[begin Passage shown]

# Jaroslav Pelikan : The Christian Tradition: A History of the Development of Doctrine



## Mayflower (Sep 22, 2005)

Is anyone familiar with these works ?

http://www.christianbook.com/Christian/Books/product?item_no=53800&event=CF


----------



## rgrove (Sep 22, 2005)

I have a couple of them (the first two I believe). He's not bad. Pelikan was a Lutheran and then made the change to Eastern Orthodox, but if memory serves he wrote these when he was still Lutheran. I'd have to go back and check, though. I've got several books of his and have profited from each one of them. I try to keep his background in mind as I read him, though...

[Edited on 9-22-2005 by rgrove]


----------



## New wine skin (Sep 22, 2005)

If your interested in Church History, this work is a must have/read. It is not written for laymen however, but is quite detailed and assumes existing familiarity w theological terms and ideas. I would start w J. Gonzales, Chadwick or Shelly for general background, then read Pelikan. Fyi- Pelikan is currently an adherent of Eastern Orthodox theology.


----------



## Contra_Mundum (Sep 22, 2005)

I second the motions. But be prepared for dense prose. I did not find Pelikan a simple read (but the fault may lie with me...).

[end Passage shown]
[begin Recorded information]

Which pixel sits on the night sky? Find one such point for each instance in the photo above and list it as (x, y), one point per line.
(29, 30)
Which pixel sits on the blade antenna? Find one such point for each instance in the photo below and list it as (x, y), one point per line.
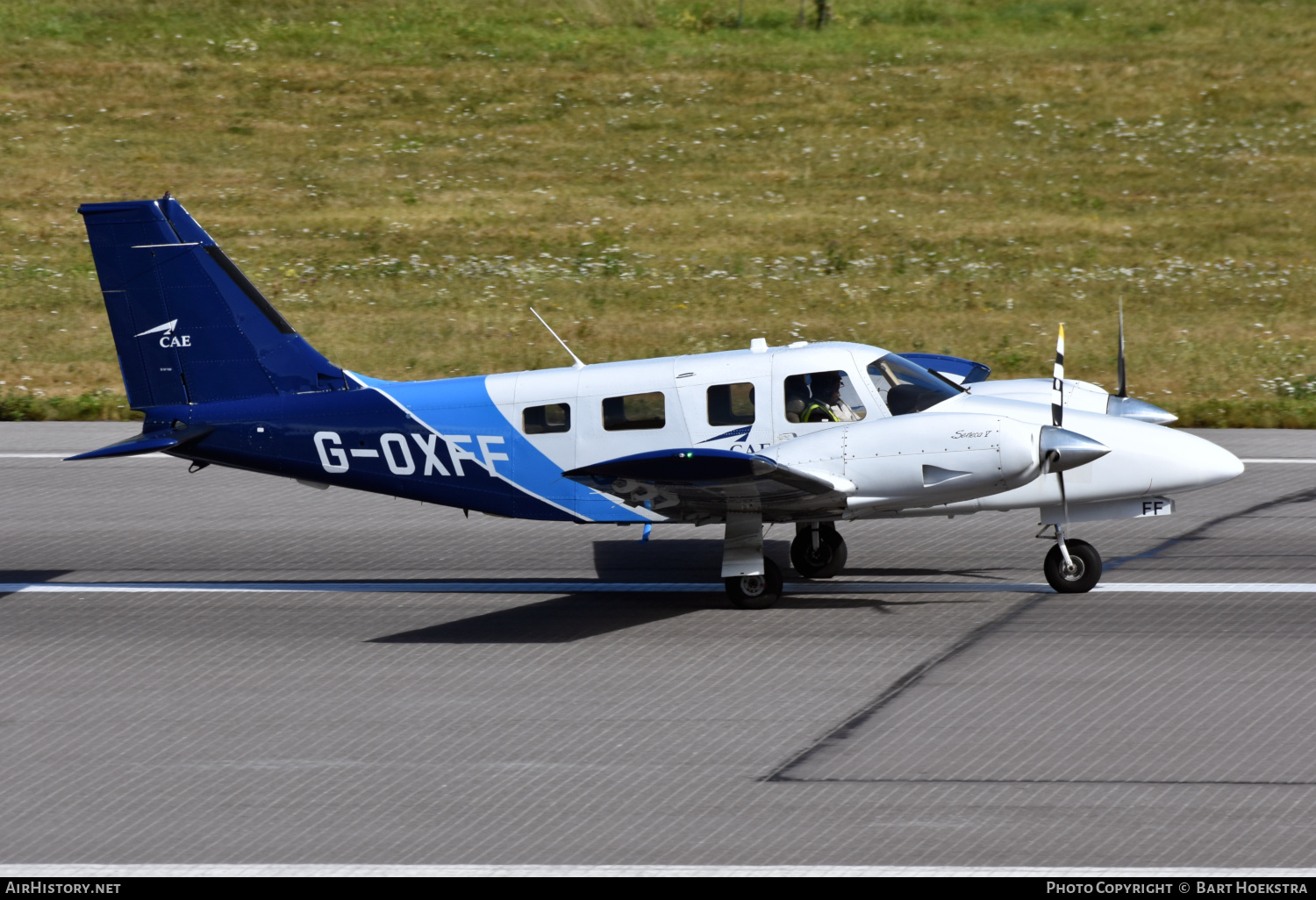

[end Recorded information]

- [Goal] Reproduce the forum thread above on Pelikan's history of doctrine in full, word for word.

- [Written solution]
# Jaroslav Pelikan : The Christian Tradition: A History of the Development of Doctrine



## Mayflower (Sep 22, 2005)

Is anyone familiar with these works ?

http://www.christianbook.com/Christian/Books/product?item_no=53800&event=CF


----------



## rgrove (Sep 22, 2005)

I have a couple of them (the first two I believe). He's not bad. Pelikan was a Lutheran and then made the change to Eastern Orthodox, but if memory serves he wrote these when he was still Lutheran. I'd have to go back and check, though. I've got several books of his and have profited from each one of them. I try to keep his background in mind as I read him, though...

[Edited on 9-22-2005 by rgrove]


----------



## New wine skin (Sep 22, 2005)

If your interested in Church History, this work is a must have/read. It is not written for laymen however, but is quite detailed and assumes existing familiarity w theological terms and ideas. I would start w J. Gonzales, Chadwick or Shelly for general background, then read Pelikan. Fyi- Pelikan is currently an adherent of Eastern Orthodox theology.


----------



## Contra_Mundum (Sep 22, 2005)

I second the motions. But be prepared for dense prose. I did not find Pelikan a simple read (but the fault may lie with me...).